> **Text shown**
──────────────────────────────
Is It Time for Americans to Embrace the Bidet?

When obstructions occur in the wastewater treatment plant in Charleston, S.C., the city hires divers to submerge through 13 stories of sewage, where they fill a dive cage with as many wipes as they can find before the obstruction is unearthed.

“There is zero visibility,” said Michael Saia, the public information administrator at the Charleston Water System, of the divers. “The water is so dark and densely black that lights are completely ineffective. They have to feel around with their hands and try to locate the obstructions.”

Though there hasn’t been a recent increase in blockages in the city’s water system, the staff is monitoring the situation closely. “If our system was completely overwhelmed and all of our efforts to keep up with blockages failed, we’d have significant sewer overflows from manholes in the street,” Mr. Saia said. “It could create a localized environmental disaster right at a time when everyone is focused on keeping viruses at bay.”

The toilet and the virus may have a connection beyond all the toilet paper. In some coronavirus cases, gastrointestinal symptoms accompany respiratory ones. “There is a fecal-oral transmission route,” said Dr. Jeffrey Aronoff, a Midtown Manhattan colorectal surgeon, in a phone interview.

But Dr. Aronoff reiterated that hand washing remains the best preventive measure. “It’s not so much the way you clean your bottom. It’s what you do after you clean your bottom to make sure you don’t spread what was in your bottom,” he said. “It’s really washing your hands, because you spread things with your hands.”

That’s true no matter how you clean yourself.

In the United States, most people are still using toilet paper — and more of it than any other country, according to Dan Clarahan, the president of United Converting, which sells manufacturing equipment that makes toilet paper, among other tissue products. (“The majority of Americans are bunchers, not folders,” he said.)

For those seeking an alternative, there are many, though this is probably not the best time to buy one online; the delivery infrastructure is already overloaded with packages. You may, however, already have an option at home: the efficient, sustainable watering can.
──────────────────────────────
> **Data below**
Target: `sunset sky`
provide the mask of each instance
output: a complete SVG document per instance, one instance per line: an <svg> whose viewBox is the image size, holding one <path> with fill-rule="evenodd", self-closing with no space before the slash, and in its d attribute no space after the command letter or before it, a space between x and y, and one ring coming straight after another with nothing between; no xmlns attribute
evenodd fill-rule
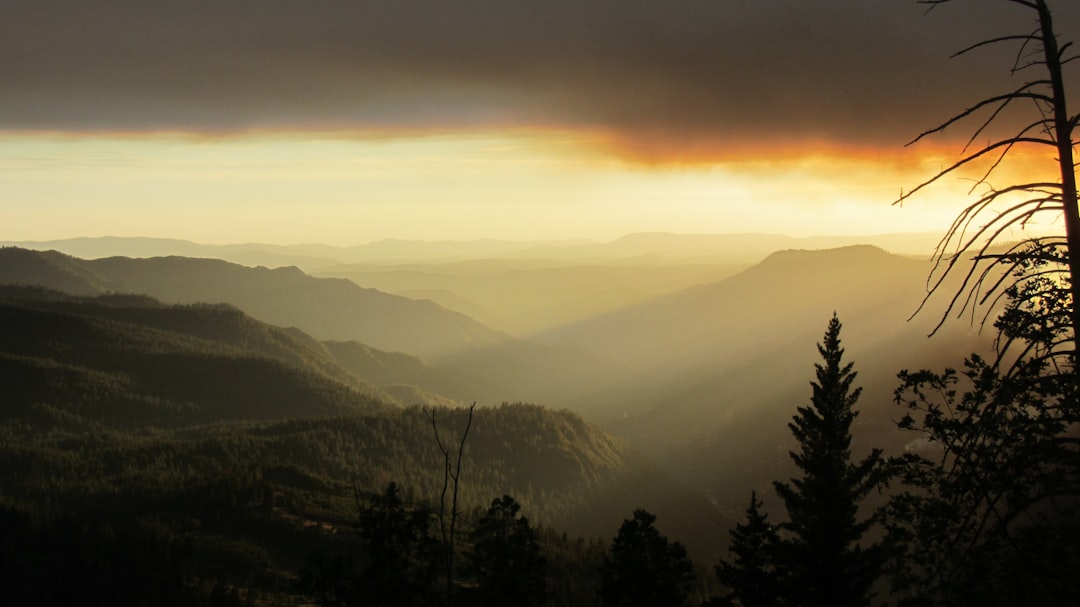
──────────────────────────────
> **Problems to work on**
a. In the bidet article, rewrite the span that begins at the words "Is It Time for" and ends after the words "obstruction is unearthed.", changing "wipes" to "rags".
b. Answer these questions from the bidet article:
(i) What is Michael Saia's position at the Charleston Water System?
(ii) What kind of doctor is Jeffrey Aronoff?
(iii) According to Dan Clarahan, are most Americans bunchers or folders?

> **Replies**
a.
Is It Time for Americans to Embrace the Bidet?

When obstructions occur in the wastewater treatment plant in Charleston, S.C., the city hires divers to submerge through 13 stories of sewage, where they fill a dive cage with as many rags as they can find before the obstruction is unearthed.

b.
(i) Public information administrator
(ii) A Midtown Manhattan colorectal surgeon
(iii) Bunchers